* Start TEXT SEGMENT *

On December 18, 1893, the Philadelphia Inquirer described the new building, which was dedicated the previous day: “The church is a three-story building, 44 x 82. The front is of grey brick, rock-faced, trimmed with Ohio limestone. The first story, or cellar, is well lighted and is used for culinary purposes and a drill room for the Boys’ Brigade. The second story or Sunday school room is large, well ventilated and lighted with electricity and divided into five rooms. Two are used exclusively for dressing rooms and two used exclusively for class and committee rooms. The latter two can be thrown into the main lecture room and will seat 450 persons. The third story or auditorium is plain, with stained glass windows, and a swinging gallery that terminates at the pulpit. It is suspended from the main timbers of the roof and is considered by all who see it to be the most unique of its kind in the city.”

By 1913, Union Baptist Church had outgrown its building again, necessitating a move. Anticipating this, the church purchased the lot at the southeast corner of Fitzwater and Martin Streets in 1913. There, the congregation erected a 2,000-seat building according to the plans of Charles Bolton & Son. Its previous building at 12th and Bainbridge could only seat up to 900.

* End TEXT SEGMENT *

**SET EXERCISE A**
How many lines in the rows below contain the string "parchment"? Reply with the number alone.

* Start DATA SUPPLIED *

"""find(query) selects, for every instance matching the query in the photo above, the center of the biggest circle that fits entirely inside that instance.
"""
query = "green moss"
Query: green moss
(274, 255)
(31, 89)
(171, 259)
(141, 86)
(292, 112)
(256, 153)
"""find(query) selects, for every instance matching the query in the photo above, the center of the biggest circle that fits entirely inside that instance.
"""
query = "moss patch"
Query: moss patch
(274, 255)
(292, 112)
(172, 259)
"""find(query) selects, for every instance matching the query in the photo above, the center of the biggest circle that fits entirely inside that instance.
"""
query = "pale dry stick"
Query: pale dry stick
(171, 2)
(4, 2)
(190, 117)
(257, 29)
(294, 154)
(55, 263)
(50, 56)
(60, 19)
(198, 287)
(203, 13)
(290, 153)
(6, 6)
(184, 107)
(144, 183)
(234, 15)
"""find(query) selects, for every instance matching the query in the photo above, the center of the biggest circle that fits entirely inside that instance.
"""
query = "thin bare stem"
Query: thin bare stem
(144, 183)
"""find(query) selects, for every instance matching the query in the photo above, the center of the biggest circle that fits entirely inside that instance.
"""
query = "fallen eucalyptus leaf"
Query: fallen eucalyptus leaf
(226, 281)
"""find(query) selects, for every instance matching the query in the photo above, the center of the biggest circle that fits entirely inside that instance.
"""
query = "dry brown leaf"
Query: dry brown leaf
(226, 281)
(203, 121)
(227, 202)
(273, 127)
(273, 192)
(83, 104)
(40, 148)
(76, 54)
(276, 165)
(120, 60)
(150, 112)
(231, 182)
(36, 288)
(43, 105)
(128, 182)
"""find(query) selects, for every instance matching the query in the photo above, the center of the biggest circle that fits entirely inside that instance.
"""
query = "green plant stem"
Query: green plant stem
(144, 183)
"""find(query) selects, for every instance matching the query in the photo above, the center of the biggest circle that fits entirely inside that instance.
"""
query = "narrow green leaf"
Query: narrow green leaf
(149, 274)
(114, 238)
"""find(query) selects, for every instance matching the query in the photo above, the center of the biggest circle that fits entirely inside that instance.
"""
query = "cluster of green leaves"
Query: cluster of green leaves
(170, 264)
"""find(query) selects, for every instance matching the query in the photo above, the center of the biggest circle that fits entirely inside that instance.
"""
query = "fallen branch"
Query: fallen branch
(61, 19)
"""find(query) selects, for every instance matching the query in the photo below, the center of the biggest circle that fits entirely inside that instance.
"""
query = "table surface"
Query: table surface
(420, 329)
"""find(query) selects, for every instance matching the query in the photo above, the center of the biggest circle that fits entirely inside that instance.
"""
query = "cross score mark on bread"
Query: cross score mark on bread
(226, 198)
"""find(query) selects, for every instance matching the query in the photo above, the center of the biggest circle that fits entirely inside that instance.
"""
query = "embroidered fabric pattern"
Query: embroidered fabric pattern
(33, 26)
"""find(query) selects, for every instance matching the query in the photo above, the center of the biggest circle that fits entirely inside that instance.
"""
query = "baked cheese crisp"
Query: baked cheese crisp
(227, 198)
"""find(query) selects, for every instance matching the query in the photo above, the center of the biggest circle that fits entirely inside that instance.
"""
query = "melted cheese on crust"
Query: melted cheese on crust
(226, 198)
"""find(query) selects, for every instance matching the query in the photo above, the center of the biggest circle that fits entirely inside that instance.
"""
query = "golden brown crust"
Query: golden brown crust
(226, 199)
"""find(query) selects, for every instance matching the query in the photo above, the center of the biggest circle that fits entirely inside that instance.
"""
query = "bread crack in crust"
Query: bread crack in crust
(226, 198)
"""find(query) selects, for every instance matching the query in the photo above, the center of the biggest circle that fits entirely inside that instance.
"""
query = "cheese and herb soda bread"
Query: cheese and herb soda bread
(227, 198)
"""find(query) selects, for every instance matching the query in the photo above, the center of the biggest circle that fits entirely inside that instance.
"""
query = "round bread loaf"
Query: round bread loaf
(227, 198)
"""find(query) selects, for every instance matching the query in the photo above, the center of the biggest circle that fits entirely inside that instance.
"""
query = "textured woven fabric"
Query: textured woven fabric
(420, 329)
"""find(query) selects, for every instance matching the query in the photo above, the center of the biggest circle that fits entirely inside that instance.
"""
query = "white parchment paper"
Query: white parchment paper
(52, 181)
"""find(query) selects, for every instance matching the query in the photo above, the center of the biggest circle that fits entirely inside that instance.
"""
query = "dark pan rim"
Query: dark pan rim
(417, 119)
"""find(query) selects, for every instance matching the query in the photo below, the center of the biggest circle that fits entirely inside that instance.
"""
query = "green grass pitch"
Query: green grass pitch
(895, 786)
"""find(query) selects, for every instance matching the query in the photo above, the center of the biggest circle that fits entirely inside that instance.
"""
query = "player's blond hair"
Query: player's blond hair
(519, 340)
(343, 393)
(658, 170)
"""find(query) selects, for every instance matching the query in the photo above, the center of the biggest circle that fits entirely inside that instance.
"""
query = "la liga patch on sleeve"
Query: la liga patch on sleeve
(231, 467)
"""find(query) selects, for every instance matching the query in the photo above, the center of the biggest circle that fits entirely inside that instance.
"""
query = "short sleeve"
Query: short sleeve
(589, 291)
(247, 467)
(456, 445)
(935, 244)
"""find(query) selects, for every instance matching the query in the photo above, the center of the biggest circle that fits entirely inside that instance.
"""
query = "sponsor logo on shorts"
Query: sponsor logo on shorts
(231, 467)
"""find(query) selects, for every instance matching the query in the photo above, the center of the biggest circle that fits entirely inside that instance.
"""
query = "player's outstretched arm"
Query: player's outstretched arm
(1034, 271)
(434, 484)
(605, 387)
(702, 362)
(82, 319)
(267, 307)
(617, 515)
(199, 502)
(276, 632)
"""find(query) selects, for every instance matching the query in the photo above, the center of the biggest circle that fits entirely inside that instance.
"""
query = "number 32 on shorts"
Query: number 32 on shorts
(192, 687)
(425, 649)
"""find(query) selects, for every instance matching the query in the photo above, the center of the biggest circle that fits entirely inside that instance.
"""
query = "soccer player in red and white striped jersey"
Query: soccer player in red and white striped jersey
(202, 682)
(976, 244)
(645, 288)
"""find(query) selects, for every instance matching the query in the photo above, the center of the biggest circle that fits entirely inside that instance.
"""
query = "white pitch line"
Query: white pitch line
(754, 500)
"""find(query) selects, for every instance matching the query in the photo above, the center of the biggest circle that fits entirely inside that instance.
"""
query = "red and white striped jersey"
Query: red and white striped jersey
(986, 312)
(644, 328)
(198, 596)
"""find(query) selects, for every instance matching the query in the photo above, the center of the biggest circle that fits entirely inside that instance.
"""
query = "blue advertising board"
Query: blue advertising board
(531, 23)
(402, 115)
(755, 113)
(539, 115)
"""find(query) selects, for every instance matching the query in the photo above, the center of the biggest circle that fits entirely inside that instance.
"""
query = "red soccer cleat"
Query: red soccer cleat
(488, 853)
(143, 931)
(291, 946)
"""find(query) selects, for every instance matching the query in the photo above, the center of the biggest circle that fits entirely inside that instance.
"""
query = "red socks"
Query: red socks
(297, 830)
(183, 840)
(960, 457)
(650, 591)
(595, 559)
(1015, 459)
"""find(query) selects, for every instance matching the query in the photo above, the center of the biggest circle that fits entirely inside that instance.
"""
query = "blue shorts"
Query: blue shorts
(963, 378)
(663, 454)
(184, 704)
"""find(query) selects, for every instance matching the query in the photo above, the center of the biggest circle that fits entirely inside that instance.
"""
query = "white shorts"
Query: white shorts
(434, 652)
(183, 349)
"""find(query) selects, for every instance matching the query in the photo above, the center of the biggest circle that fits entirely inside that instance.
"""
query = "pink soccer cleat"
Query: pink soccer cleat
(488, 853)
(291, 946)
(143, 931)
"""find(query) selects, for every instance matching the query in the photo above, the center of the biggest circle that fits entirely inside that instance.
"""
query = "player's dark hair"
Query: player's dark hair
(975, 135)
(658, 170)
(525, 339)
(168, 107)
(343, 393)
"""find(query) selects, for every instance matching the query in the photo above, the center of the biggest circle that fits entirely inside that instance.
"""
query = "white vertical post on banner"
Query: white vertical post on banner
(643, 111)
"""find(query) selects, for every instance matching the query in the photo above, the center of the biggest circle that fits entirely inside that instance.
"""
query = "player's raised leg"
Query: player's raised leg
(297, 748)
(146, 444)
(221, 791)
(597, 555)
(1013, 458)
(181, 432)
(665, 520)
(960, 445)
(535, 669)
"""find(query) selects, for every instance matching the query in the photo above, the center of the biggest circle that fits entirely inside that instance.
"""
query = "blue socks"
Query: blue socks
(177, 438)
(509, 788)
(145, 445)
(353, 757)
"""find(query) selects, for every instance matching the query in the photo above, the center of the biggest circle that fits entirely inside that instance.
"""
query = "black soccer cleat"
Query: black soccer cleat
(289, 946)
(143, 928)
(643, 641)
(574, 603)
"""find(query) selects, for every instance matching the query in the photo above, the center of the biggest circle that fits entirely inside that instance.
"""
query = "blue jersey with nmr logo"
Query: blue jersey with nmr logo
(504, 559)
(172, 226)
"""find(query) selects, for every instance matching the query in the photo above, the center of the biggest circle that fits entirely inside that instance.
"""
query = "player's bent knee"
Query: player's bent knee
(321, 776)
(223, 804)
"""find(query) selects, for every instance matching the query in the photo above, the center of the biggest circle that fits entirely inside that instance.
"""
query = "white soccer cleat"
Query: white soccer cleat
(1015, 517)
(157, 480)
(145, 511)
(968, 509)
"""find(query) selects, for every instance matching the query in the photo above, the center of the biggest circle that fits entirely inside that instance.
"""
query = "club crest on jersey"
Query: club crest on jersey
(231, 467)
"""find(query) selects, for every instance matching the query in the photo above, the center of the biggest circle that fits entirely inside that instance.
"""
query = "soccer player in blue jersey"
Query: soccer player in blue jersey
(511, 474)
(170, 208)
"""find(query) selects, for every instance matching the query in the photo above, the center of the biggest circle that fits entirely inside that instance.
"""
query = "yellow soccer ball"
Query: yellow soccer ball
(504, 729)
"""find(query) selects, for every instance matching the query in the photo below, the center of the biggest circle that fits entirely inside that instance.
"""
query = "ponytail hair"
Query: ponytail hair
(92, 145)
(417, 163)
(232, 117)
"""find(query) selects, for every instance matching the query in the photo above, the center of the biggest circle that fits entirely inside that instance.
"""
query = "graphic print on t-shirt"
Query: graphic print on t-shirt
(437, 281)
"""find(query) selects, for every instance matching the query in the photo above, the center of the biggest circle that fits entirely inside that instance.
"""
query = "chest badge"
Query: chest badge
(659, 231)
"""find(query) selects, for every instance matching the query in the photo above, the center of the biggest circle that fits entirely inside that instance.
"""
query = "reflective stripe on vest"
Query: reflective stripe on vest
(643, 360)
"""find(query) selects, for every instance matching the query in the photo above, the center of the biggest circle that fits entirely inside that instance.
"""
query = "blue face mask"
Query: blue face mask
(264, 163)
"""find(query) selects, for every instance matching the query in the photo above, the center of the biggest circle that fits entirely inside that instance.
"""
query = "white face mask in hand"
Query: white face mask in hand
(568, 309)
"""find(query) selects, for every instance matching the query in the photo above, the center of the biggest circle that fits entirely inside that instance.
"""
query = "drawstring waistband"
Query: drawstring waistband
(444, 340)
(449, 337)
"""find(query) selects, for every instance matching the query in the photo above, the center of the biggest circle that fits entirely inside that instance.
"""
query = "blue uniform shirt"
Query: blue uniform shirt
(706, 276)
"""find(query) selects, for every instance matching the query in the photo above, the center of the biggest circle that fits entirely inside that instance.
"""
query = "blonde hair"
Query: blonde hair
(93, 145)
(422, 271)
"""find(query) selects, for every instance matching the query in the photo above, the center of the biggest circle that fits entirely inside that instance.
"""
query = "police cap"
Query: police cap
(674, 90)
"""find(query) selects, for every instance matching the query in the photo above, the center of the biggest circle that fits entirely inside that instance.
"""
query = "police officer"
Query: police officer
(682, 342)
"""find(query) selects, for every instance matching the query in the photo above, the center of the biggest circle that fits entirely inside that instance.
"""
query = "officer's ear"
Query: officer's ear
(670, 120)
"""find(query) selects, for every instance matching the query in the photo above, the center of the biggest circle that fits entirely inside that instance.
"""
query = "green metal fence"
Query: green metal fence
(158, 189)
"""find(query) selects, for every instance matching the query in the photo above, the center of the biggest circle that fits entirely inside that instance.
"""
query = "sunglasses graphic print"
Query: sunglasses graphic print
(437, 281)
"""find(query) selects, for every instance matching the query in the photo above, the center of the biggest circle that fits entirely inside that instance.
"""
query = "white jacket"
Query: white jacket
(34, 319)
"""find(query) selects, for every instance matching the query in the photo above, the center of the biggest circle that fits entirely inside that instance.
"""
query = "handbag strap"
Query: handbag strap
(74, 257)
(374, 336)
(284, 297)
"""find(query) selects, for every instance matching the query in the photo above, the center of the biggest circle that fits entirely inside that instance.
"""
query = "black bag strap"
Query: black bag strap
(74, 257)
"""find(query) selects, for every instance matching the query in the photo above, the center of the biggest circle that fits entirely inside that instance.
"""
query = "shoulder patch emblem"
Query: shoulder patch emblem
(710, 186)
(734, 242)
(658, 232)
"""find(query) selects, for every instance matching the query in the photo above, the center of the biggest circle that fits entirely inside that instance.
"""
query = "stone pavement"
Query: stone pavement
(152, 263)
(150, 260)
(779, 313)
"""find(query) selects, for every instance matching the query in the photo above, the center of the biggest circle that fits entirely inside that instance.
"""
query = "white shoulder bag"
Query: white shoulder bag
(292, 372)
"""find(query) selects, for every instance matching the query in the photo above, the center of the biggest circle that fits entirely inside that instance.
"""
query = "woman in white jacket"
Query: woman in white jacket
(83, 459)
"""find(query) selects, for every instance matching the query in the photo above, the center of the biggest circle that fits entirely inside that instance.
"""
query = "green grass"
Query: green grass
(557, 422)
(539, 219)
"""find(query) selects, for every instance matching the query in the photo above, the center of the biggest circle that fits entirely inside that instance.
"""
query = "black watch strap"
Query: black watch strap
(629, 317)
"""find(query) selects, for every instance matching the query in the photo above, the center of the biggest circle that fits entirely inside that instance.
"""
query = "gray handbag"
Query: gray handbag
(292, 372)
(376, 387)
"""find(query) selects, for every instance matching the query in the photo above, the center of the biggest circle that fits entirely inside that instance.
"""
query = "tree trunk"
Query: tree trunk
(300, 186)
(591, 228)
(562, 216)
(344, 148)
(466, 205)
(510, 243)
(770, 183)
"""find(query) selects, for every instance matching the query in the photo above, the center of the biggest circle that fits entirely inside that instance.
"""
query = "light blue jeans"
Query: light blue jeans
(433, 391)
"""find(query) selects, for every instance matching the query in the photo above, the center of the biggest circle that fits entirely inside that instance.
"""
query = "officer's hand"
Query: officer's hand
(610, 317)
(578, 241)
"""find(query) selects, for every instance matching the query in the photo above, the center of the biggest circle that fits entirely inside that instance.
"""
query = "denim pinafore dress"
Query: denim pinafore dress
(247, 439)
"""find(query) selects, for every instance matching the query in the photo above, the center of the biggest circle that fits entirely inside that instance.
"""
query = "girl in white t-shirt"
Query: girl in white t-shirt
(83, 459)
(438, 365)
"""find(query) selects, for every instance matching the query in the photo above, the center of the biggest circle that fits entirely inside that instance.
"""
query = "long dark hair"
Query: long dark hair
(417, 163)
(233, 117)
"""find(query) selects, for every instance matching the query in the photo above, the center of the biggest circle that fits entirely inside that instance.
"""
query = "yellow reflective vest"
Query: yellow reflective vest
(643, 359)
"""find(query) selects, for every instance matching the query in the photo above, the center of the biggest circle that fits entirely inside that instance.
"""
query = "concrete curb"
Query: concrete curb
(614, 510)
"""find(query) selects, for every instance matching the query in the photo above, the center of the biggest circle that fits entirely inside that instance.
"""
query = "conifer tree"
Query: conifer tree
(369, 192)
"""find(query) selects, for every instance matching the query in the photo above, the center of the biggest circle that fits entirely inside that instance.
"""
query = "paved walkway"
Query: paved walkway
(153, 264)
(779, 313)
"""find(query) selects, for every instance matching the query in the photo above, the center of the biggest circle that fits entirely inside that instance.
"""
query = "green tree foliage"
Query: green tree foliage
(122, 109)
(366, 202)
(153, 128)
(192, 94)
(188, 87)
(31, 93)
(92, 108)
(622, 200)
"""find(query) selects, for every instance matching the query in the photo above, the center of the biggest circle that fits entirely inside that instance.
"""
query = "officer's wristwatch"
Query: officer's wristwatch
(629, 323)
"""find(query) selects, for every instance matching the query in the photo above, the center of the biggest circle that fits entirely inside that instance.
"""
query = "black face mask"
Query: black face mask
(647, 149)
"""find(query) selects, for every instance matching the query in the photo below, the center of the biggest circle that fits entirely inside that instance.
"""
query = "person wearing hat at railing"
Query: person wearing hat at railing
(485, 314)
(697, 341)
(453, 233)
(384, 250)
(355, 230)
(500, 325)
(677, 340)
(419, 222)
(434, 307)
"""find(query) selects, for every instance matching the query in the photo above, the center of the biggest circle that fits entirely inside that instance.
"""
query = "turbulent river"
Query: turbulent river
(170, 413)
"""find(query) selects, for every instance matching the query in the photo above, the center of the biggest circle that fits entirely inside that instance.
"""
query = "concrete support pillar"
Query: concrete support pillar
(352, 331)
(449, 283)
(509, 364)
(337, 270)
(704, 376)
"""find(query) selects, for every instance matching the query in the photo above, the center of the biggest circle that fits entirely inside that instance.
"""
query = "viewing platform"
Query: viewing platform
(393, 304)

* End DATA SUPPLIED *

**SET EXERCISE B**
Answer these questions from the passage on Union Baptist Church above:
(i) What stone trims the grey brick front of the building described in 1893?
(ii) In what year did the church buy the lot at the southeast corner of Fitzwater and Martin Streets?
(iii) How many people could the building at 12th and Bainbridge seat at most?

**EXPECTED OUTPUT A**
2

**EXPECTED OUTPUT B**
(i) Ohio limestone
(ii) 1913
(iii) 900